Copy out, with no changes, the part of the material that opens with the line containing "task: segment each instance of the <item>door handle</item>" and closes with the line containing "72L144 73L144 72L153", both of those lines included.

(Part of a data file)
------------
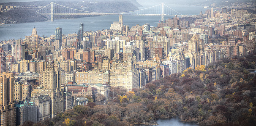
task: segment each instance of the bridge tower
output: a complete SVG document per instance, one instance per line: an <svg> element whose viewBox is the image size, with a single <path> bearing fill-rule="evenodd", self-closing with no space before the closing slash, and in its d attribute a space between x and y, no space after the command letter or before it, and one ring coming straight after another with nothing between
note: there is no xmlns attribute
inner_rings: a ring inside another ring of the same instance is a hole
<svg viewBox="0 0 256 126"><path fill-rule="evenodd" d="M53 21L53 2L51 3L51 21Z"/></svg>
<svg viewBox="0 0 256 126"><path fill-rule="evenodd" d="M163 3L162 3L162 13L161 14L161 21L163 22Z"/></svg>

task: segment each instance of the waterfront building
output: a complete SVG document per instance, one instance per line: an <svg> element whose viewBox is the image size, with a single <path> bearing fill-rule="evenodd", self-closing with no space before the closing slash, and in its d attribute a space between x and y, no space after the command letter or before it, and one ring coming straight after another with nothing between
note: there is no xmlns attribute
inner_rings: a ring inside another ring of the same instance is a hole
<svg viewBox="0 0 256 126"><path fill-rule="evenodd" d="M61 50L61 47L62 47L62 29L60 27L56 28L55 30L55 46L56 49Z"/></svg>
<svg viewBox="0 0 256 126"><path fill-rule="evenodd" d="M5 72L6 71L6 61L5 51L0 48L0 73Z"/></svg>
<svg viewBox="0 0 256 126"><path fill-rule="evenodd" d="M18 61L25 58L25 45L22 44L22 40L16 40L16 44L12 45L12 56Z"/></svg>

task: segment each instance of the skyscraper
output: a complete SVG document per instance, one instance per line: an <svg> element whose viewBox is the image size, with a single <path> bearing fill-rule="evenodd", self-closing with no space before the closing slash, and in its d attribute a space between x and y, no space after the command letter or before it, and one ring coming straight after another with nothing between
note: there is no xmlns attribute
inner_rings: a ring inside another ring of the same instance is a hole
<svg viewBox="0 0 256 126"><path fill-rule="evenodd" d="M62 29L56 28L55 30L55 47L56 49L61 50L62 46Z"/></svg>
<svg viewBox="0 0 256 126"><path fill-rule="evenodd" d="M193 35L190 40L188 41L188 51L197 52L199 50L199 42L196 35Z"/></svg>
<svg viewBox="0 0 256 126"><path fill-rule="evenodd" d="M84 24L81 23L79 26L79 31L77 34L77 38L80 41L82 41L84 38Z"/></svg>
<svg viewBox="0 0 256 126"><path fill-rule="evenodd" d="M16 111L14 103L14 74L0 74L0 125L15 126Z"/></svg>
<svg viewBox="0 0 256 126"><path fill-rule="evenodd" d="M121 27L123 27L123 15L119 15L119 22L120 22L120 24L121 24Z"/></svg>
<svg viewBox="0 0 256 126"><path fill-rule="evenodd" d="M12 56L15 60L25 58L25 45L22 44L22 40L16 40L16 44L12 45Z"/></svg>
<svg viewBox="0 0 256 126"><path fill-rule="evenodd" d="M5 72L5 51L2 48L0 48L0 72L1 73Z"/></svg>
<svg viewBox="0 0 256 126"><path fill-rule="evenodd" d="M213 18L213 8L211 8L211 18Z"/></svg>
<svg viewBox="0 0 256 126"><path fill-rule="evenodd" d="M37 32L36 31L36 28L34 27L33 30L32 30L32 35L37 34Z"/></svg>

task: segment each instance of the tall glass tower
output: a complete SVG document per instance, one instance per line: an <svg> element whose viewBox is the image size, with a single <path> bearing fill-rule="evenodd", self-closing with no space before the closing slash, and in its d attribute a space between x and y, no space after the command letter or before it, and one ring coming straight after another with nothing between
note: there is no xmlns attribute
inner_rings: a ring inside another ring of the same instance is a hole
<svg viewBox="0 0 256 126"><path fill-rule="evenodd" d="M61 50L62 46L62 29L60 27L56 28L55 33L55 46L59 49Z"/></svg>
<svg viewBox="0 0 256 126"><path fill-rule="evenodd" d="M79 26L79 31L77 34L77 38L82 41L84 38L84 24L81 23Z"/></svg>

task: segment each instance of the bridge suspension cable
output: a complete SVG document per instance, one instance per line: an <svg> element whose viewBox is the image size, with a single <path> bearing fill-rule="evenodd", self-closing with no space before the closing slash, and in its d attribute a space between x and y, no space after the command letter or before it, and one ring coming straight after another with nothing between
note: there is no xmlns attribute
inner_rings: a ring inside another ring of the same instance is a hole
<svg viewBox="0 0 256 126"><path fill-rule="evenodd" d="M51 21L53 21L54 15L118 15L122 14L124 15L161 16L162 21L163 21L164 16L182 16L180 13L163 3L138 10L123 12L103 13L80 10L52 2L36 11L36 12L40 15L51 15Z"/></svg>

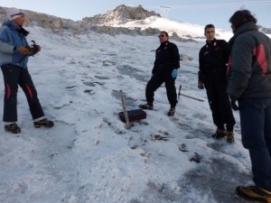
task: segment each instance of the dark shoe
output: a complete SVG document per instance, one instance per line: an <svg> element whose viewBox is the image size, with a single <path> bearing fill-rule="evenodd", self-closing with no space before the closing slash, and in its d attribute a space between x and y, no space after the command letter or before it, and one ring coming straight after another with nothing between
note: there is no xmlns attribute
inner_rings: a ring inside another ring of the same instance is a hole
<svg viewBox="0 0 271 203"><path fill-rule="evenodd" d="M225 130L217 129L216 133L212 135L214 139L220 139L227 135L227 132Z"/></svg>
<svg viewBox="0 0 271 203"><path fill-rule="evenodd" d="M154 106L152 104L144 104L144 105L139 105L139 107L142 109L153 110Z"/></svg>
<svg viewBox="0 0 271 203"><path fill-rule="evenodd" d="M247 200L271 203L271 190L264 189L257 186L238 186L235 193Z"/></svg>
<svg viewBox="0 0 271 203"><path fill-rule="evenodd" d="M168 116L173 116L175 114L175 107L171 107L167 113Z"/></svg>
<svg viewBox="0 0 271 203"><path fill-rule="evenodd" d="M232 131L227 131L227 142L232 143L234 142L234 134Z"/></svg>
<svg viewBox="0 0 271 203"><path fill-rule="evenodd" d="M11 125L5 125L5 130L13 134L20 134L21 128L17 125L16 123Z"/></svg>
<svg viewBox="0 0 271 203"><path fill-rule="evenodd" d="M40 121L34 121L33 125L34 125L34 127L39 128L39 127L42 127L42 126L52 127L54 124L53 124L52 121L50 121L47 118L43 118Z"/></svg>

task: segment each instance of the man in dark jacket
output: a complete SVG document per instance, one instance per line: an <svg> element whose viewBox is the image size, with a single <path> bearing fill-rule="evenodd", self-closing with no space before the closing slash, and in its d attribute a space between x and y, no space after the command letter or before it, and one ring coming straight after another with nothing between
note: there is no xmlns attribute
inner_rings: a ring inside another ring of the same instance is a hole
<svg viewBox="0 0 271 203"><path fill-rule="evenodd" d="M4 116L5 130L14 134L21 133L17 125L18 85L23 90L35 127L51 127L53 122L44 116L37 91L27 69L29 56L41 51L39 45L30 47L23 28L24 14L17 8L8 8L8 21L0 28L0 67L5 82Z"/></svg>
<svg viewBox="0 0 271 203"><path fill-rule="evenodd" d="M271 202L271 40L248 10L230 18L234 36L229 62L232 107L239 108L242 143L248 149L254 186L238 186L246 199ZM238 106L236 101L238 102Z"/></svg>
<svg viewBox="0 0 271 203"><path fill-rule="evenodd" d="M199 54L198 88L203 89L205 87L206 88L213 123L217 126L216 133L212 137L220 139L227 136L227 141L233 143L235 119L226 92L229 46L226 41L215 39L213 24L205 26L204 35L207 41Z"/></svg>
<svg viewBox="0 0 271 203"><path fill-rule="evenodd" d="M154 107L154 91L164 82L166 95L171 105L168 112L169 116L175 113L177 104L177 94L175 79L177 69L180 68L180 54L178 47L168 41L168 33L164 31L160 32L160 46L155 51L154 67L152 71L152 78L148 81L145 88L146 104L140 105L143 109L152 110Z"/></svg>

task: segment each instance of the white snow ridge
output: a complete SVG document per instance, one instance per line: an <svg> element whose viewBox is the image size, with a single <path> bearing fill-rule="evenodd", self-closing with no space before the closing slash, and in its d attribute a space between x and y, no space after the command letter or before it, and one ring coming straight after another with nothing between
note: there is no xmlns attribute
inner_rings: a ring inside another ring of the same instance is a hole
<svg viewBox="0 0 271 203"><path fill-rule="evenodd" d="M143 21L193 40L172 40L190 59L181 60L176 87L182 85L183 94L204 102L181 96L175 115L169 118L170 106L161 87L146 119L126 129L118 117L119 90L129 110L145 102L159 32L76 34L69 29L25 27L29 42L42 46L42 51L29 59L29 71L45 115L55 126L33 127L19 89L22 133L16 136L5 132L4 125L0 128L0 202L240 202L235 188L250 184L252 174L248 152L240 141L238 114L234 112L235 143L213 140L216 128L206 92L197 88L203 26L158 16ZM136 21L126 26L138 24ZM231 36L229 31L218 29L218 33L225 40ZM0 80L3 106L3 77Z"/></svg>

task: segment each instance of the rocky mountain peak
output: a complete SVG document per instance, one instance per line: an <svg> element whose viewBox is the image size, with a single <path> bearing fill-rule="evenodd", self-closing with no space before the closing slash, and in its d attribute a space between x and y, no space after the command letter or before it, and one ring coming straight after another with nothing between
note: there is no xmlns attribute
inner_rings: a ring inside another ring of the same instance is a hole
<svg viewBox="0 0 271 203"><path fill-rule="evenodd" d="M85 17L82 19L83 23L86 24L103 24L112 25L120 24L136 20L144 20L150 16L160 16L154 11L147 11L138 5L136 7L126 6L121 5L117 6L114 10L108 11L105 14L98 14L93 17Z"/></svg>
------------
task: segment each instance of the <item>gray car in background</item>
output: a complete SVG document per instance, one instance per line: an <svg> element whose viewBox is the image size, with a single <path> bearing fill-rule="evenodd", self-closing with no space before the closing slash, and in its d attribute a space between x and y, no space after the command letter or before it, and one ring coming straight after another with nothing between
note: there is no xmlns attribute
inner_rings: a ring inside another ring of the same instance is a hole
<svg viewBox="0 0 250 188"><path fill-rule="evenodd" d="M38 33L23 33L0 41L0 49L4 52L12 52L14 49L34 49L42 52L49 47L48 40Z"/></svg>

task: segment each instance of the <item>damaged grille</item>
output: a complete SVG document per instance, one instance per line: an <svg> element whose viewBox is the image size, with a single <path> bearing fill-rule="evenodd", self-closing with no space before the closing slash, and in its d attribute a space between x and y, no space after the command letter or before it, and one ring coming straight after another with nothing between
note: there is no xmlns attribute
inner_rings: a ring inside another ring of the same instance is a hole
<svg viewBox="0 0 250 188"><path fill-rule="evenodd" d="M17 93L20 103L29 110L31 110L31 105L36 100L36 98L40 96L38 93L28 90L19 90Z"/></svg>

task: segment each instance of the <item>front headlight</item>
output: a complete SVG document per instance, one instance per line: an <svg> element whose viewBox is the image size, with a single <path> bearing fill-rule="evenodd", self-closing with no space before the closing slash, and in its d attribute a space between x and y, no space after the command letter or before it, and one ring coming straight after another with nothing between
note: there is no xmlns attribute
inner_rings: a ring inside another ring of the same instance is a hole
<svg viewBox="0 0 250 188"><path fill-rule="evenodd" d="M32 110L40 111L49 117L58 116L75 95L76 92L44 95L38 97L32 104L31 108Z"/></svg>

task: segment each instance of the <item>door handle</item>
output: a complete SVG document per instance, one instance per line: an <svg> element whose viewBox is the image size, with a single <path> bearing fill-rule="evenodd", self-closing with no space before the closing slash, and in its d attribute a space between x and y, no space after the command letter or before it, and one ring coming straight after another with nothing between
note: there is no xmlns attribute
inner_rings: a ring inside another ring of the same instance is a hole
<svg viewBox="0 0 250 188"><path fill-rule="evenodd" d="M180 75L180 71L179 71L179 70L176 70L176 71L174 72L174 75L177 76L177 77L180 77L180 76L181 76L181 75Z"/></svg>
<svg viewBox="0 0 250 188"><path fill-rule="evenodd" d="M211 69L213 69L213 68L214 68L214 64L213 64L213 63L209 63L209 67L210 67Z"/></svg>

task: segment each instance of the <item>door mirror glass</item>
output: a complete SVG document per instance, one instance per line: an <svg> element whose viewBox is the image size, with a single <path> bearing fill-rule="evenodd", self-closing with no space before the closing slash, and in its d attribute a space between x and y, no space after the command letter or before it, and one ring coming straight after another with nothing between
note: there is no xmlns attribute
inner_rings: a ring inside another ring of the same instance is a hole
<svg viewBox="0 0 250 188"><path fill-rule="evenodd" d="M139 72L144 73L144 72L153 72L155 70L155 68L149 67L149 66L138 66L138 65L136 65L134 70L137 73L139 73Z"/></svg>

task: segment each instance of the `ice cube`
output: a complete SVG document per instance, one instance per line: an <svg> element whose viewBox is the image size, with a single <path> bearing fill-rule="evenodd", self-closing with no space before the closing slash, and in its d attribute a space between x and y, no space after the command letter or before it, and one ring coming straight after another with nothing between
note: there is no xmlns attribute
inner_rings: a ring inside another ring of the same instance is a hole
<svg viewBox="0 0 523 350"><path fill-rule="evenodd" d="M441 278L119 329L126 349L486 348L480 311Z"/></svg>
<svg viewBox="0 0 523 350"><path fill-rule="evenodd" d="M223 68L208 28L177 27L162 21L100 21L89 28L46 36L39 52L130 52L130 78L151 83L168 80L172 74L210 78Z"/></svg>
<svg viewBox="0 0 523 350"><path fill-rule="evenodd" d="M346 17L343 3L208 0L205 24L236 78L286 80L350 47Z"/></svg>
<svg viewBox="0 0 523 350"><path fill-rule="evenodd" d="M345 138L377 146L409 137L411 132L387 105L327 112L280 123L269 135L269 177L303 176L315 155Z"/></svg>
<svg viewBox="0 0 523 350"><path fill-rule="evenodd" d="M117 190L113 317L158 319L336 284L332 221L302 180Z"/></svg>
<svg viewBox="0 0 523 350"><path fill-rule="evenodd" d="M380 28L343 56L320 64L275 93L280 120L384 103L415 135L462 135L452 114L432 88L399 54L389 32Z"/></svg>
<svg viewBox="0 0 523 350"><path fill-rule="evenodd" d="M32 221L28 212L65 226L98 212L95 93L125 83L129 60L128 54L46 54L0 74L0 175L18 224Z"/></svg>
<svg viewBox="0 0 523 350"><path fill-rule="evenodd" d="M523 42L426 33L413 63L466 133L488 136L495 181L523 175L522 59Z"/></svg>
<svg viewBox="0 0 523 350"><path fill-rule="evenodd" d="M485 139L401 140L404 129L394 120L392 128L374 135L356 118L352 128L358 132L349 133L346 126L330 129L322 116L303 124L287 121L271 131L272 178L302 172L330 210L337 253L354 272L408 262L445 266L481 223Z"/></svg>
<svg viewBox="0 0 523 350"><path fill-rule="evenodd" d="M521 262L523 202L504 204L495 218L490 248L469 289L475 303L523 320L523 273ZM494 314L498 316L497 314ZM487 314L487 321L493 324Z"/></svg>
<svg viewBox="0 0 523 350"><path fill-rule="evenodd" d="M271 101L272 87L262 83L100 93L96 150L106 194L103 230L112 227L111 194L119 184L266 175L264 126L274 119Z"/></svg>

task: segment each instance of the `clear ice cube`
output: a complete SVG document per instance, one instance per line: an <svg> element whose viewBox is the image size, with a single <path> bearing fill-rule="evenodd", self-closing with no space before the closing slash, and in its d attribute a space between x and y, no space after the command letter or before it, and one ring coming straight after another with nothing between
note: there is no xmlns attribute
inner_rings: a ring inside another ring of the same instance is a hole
------------
### Exercise result
task: segment each instance of the <item>door handle</item>
output: a complete SVG document per instance, one instance per line: an <svg> element whose viewBox is the image size, with a single <path> bearing fill-rule="evenodd", self-closing with no space before the closing slash, and in its d attribute a space between x and y, no space after the command letter or before it, and one ring coming straight after another with nothing between
note: there is no xmlns attribute
inner_rings: a ring inside another ring of the same instance is a hole
<svg viewBox="0 0 250 188"><path fill-rule="evenodd" d="M180 75L180 71L179 71L179 70L176 70L176 71L174 72L174 75L177 76L177 77L180 77L180 76L181 76L181 75Z"/></svg>
<svg viewBox="0 0 250 188"><path fill-rule="evenodd" d="M211 69L213 69L213 68L214 68L214 64L213 64L213 63L209 63L209 67L210 67Z"/></svg>

task: segment each instance of the <item>door mirror glass</item>
output: a complete SVG document per instance, one instance per line: an <svg> element whose viewBox is the image size, with a single <path> bearing fill-rule="evenodd", self-closing with no space before the closing slash, and in its d attribute a space between x and y, no space after the command letter or before it, and one ring coming straight after another with nothing between
note: there is no xmlns attribute
inner_rings: a ring inside another ring of the same instance is a hole
<svg viewBox="0 0 250 188"><path fill-rule="evenodd" d="M139 72L144 73L144 72L153 72L155 70L155 68L149 67L149 66L138 66L138 65L136 65L134 70L137 73L139 73Z"/></svg>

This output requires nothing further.